• **Task item**: Type the entries again, word for word.

• **Given information**:

# # # #

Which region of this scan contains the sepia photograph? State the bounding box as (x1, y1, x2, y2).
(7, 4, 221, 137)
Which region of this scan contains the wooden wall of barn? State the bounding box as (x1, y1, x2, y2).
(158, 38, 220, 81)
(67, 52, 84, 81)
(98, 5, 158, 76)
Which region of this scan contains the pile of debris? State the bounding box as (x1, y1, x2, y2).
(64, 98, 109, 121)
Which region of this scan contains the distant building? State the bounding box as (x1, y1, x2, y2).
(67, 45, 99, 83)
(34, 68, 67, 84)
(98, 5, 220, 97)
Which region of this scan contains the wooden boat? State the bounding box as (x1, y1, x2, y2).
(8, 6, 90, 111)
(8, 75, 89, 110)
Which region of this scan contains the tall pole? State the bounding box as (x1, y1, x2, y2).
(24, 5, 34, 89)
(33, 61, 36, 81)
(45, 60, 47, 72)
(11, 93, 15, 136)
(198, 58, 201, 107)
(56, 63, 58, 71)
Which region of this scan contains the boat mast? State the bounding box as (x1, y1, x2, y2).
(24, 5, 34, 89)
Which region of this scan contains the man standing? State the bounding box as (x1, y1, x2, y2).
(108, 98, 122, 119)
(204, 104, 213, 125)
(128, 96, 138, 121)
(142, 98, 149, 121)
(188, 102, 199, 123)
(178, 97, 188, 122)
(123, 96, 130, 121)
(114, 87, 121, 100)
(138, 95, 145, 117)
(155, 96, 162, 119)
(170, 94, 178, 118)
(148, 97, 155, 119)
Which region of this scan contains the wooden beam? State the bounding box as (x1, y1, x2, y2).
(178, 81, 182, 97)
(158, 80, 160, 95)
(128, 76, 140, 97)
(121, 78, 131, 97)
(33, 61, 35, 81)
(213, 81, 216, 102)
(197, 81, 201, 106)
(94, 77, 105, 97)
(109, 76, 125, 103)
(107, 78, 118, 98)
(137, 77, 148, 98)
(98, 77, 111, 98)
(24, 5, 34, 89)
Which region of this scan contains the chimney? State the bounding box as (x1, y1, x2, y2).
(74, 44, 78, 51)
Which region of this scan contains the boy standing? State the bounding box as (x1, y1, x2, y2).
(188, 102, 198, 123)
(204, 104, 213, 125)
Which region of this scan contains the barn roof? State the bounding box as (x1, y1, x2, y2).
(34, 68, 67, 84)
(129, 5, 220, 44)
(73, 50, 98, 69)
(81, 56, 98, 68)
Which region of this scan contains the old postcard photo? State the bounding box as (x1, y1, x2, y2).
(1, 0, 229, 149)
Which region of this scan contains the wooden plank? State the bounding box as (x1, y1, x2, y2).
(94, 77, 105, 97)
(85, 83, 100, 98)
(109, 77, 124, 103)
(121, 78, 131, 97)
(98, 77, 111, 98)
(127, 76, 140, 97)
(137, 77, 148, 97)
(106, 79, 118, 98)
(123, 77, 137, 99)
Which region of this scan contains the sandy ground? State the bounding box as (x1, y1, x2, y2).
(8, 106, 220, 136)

# # # #

• **Response**:
Which region of this scan contains the sepia photograph? State the bounding box as (x1, y1, x2, y2).
(7, 4, 221, 137)
Which region of this scan contains the wooden wall of barn? State the bounding box as (x1, y1, x2, y2).
(158, 38, 220, 81)
(67, 52, 84, 81)
(98, 5, 158, 76)
Which region of this scan contains the pile of debris? State the bounding box as (x1, y1, x2, y2).
(64, 98, 109, 121)
Which region of this scan contains the distant building? State the bounding box as (x1, y1, x2, y2).
(67, 45, 99, 83)
(34, 68, 67, 84)
(98, 5, 220, 97)
Which region of this scan contains the wooden boat? State the bounding box as (x1, y1, x2, y2).
(8, 6, 90, 111)
(8, 75, 89, 110)
Which region of this scan contains the tall pole? State the bounding box as (x1, y1, x2, y2).
(24, 5, 34, 89)
(33, 61, 36, 81)
(45, 60, 47, 72)
(11, 93, 15, 136)
(198, 58, 201, 107)
(56, 63, 58, 71)
Which region of this scan contains the boat mast? State the bounding box as (x1, y1, x2, y2).
(24, 5, 34, 89)
Which region of this scan contains the man standing? State the bounding box as (x1, y1, x2, y2).
(108, 98, 122, 119)
(204, 104, 213, 125)
(128, 96, 138, 121)
(142, 98, 149, 121)
(188, 102, 199, 123)
(178, 97, 188, 122)
(123, 96, 130, 121)
(114, 87, 121, 100)
(138, 95, 145, 117)
(155, 96, 162, 119)
(170, 94, 178, 118)
(148, 97, 155, 119)
Which region of this scan contains the wooden beam? State the bounding box as (x1, y1, x2, y2).
(178, 81, 182, 97)
(158, 80, 160, 95)
(128, 76, 140, 97)
(121, 78, 131, 97)
(33, 61, 35, 81)
(213, 81, 216, 102)
(197, 81, 201, 106)
(94, 77, 105, 97)
(109, 76, 125, 103)
(107, 78, 118, 98)
(137, 77, 148, 98)
(98, 77, 111, 98)
(24, 5, 34, 89)
Which region of this scan contains the chimney? State the bounding box as (x1, y1, x2, y2).
(74, 44, 78, 51)
Which region of this scan contains the boy standing? State the bounding box as (x1, y1, x2, y2).
(188, 102, 198, 123)
(204, 104, 213, 125)
Which region of this scan contains the barn roof? State the bounding box as (x1, y1, x2, y2).
(34, 68, 67, 84)
(129, 5, 220, 44)
(73, 50, 98, 69)
(81, 56, 98, 68)
Which region of this scan contains the old postcard photo? State the bounding box as (x1, y1, x2, y2).
(1, 0, 229, 149)
Which region of this scan contains the wooden plank? State the bounding box as (x1, y1, x2, y2).
(94, 77, 105, 97)
(85, 83, 100, 98)
(109, 77, 124, 103)
(121, 78, 131, 97)
(98, 77, 111, 98)
(127, 76, 140, 97)
(137, 77, 148, 97)
(106, 79, 118, 98)
(123, 77, 137, 99)
Which region of this scan contains the sandy ground? State the bounding box as (x1, y1, x2, y2).
(8, 106, 220, 136)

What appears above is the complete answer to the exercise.